╭──

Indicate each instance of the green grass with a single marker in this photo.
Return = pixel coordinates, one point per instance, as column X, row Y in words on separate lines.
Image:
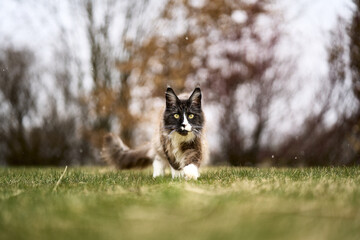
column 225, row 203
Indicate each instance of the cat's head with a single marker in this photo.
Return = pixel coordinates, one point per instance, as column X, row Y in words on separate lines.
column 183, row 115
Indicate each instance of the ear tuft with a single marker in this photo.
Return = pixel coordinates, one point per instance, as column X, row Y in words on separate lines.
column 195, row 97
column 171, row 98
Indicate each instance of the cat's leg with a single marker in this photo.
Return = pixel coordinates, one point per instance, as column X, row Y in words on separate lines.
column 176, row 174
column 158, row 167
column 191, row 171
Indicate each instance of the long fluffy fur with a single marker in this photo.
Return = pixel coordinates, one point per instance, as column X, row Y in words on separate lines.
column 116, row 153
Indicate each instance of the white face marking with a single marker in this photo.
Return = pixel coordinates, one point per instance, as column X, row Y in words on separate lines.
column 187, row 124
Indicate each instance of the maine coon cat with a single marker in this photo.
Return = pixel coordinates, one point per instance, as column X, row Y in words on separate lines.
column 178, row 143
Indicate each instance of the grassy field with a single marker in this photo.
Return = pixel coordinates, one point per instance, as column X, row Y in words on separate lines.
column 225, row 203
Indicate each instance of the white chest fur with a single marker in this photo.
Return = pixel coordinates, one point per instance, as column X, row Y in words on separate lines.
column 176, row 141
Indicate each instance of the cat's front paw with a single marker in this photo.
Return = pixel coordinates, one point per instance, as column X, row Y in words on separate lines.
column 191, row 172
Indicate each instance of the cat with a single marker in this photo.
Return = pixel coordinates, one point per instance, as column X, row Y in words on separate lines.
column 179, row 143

╰──

THE REQUEST:
Write out all the records above again, switching every "single marker" to "single dot" and keeping everything else the same, but leave out the pictures.

ANSWER BELOW:
Indicate each instance of the green grass with a single dot in this photo.
Return = pixel coordinates, one point per instance, as column X, row Y in words on separate lines.
Image:
column 225, row 203
Indicate each instance of the cat's head with a single dot in this photo.
Return = pixel coordinates, one point per instance, as column X, row Y in words on separate lines.
column 183, row 115
Indicate each instance of the ear tuft with a single dot in this photo.
Return = pixel coordinates, one point per instance, as column X, row Y in words on separate lines.
column 195, row 97
column 171, row 98
Indicate each instance of the cat's leg with a single dot in this photo.
Return = pixel coordinates, one point per instance, as column X, row Y in words on separate lines.
column 176, row 174
column 158, row 167
column 191, row 171
Indicate each instance of the long fluffy fur with a single dot in this photo.
Return = pixel coordinates, one point per instance, as column X, row Y in words on separate lines.
column 116, row 153
Indicate each instance of the white face marking with a single dot in this photo.
Return = pixel coordinates, one point per instance, as column X, row Y in words on separate lines.
column 187, row 124
Indicate each instance of the maine coon cat with a single dot in this photo.
Return = pixel coordinates, one point per instance, as column X, row Y in words on separate lines.
column 178, row 143
Indicate each instance of the grassy field with a single dot in this photo.
Return = pixel coordinates, one point per instance, as column X, row Y in words on separate lines.
column 225, row 203
Indicate each instance of the white chest fur with a single dot in this photo.
Return = pixel coordinates, one point per instance, as column X, row Y in words on separate lines.
column 176, row 141
Indicate each instance of the cat's front paw with a single dot in this photo.
Return = pixel coordinates, one point per instance, as column X, row Y in words on separate lines.
column 191, row 172
Indicate each instance of the cat with a single dot in this photo.
Return = pixel coordinates, one point per instance, as column X, row Y in words on separate lines.
column 179, row 143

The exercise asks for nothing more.